___ RECORDS SHOWN ___

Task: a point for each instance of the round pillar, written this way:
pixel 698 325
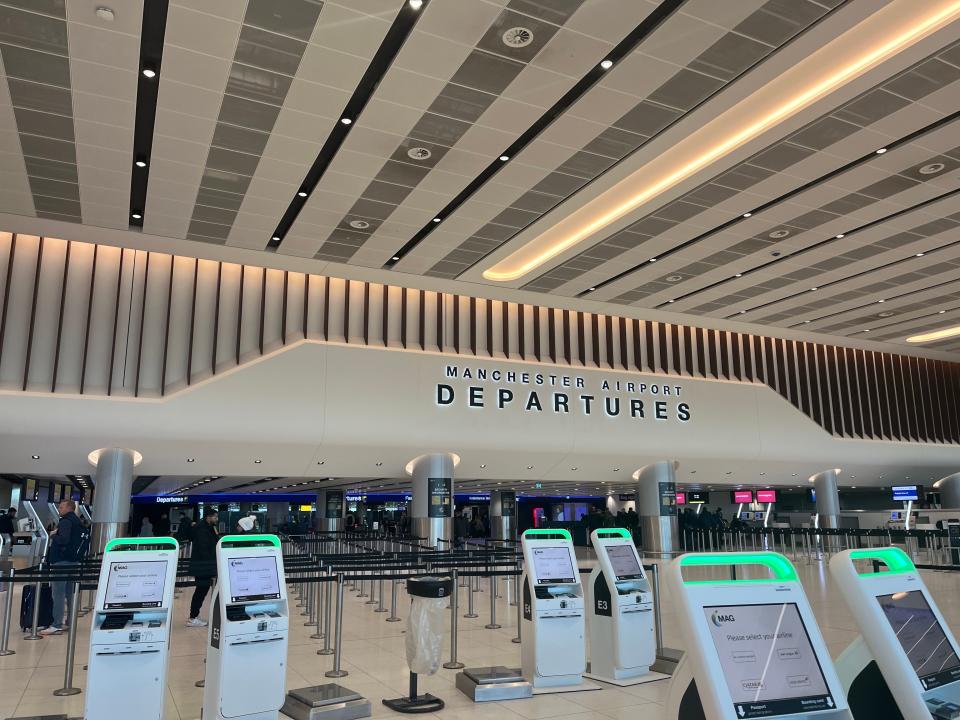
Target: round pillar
pixel 431 508
pixel 331 510
pixel 656 506
pixel 113 480
pixel 828 500
pixel 949 489
pixel 503 514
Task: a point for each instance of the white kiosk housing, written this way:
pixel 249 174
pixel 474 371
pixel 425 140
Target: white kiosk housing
pixel 130 633
pixel 620 612
pixel 552 648
pixel 247 637
pixel 753 646
pixel 906 658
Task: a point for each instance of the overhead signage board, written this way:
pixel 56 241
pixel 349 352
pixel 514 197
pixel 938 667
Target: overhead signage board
pixel 905 492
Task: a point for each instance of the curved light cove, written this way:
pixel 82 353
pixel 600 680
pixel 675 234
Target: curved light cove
pixel 935 335
pixel 899 25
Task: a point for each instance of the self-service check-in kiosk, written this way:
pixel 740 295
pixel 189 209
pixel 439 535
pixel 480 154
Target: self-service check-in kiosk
pixel 552 629
pixel 753 646
pixel 906 658
pixel 622 645
pixel 247 636
pixel 130 633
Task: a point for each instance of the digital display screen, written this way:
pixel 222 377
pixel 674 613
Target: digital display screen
pixel 135 584
pixel 553 565
pixel 905 492
pixel 768 663
pixel 624 561
pixel 254 578
pixel 931 654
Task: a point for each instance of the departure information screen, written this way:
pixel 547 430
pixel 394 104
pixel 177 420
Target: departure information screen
pixel 623 559
pixel 135 584
pixel 768 662
pixel 254 578
pixel 931 654
pixel 553 565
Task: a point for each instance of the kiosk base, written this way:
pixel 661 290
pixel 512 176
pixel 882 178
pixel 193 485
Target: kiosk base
pixel 484 684
pixel 326 702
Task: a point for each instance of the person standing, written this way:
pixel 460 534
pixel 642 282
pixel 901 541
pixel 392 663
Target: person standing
pixel 203 564
pixel 7 529
pixel 64 546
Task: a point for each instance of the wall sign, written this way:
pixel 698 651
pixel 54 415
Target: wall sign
pixel 334 505
pixel 439 497
pixel 560 394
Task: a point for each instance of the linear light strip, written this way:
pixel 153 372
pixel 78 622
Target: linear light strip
pixel 768 205
pixel 152 32
pixel 621 50
pixel 518 263
pixel 390 47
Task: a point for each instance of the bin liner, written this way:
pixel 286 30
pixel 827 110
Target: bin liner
pixel 425 626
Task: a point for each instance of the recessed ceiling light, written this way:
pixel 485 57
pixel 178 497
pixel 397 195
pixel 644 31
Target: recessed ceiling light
pixel 935 335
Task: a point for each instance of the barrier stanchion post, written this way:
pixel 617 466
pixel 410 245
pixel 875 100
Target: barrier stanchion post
pixel 68 688
pixel 380 607
pixel 338 646
pixel 7 616
pixel 327 603
pixel 453 664
pixel 493 625
pixel 393 602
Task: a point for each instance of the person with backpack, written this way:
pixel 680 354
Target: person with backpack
pixel 66 543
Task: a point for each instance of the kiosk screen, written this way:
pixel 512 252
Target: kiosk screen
pixel 624 561
pixel 930 652
pixel 553 565
pixel 768 662
pixel 135 584
pixel 254 579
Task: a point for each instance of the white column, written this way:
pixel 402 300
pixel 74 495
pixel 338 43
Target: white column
pixel 658 520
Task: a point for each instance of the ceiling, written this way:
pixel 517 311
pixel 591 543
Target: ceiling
pixel 496 119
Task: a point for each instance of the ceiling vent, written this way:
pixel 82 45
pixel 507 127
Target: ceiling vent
pixel 419 153
pixel 517 37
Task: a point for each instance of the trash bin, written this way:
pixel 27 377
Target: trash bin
pixel 424 642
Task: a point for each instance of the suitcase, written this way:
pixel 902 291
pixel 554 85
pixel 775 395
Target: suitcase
pixel 45 618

___

(TASK BRIEF) The line containing "Task: a point for each instance of the bin" and every line after it, through the end of the records, should be repeated exactly and alone.

(EXPECTED OUTPUT)
Task: a point for each instance of the bin liner, written this way:
pixel 286 30
pixel 827 110
Target: bin liner
pixel 425 626
Task: a point for each instance of the recessed ceiling light, written this way:
pixel 485 57
pixel 178 497
pixel 397 195
pixel 644 31
Target: recessed ceiling light
pixel 935 335
Task: a point for each instance of the barrier stanchion post, written this way:
pixel 617 466
pixel 410 245
pixel 875 100
Target: barrier stanchion post
pixel 68 688
pixel 380 607
pixel 338 646
pixel 7 616
pixel 327 603
pixel 453 664
pixel 493 625
pixel 393 602
Task: a point for each instance of the person with backpack, written this way:
pixel 680 354
Target: person with backpack
pixel 66 543
Task: a point for each instance of the kiosk screen, written this way:
pixel 512 252
Target: kiosk screen
pixel 624 561
pixel 930 652
pixel 553 565
pixel 768 662
pixel 135 584
pixel 254 579
Task: a point for each instance of the white column, written this way:
pixel 402 300
pixel 74 495
pixel 338 43
Target: white column
pixel 658 520
Task: a point for each instance of the ceiling, written this way:
pixel 517 311
pixel 591 543
Target: ceiling
pixel 496 119
Task: a point for each instance of the ceiling vent, written this way:
pixel 82 45
pixel 507 127
Target: ceiling vent
pixel 419 153
pixel 517 37
Task: a point for each instance of the trash bin, written this way:
pixel 27 377
Target: trash bin
pixel 424 642
Task: a point for each instance of the suitcase, written this way:
pixel 902 291
pixel 554 85
pixel 775 395
Target: suitcase
pixel 45 618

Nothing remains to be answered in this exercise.